Which lines in the entries below contain the string "green"? Show each of them in full.

:: Records shown ::
== Segment start ==
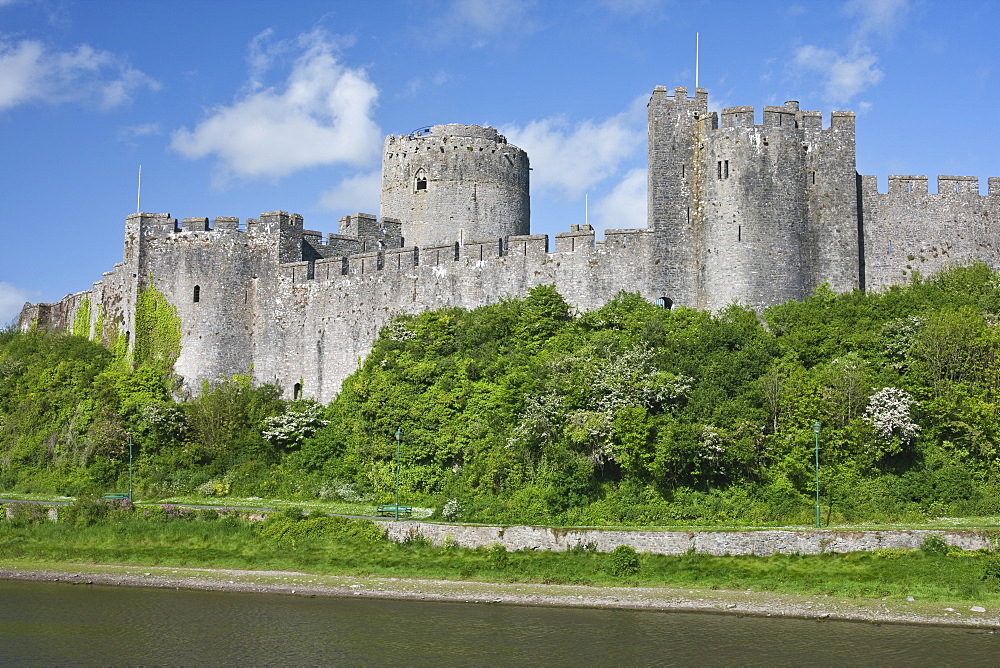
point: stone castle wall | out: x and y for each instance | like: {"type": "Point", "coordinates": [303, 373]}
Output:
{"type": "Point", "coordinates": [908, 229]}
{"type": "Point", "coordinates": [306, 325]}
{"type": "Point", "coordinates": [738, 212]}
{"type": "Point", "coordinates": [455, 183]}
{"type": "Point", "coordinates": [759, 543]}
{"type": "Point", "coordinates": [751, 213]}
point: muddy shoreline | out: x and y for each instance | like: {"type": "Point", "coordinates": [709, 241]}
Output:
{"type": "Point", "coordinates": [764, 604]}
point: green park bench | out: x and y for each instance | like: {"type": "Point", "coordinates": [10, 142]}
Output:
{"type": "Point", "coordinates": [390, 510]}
== Segment end ==
== Segment start ==
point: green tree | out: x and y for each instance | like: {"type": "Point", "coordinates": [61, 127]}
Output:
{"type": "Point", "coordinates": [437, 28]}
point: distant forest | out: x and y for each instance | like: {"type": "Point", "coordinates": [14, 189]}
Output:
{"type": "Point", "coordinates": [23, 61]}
== Segment end ==
== Segment start ==
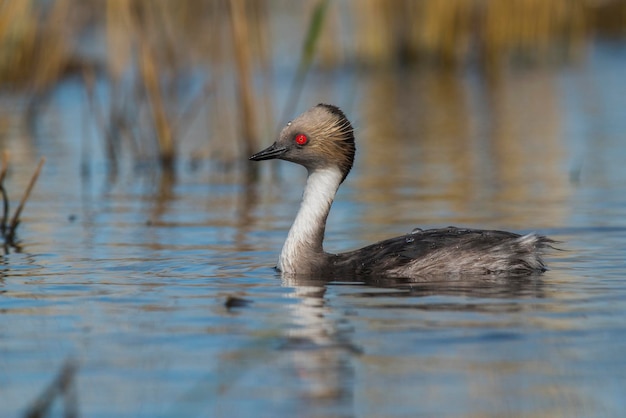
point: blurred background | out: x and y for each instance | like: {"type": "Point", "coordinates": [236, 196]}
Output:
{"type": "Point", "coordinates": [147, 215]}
== Segment end ==
:: Reply to the exercise ::
point: green park bench | out: x and y for each instance | like: {"type": "Point", "coordinates": [10, 142]}
point: green tree | out: x and y for each instance | like: {"type": "Point", "coordinates": [61, 127]}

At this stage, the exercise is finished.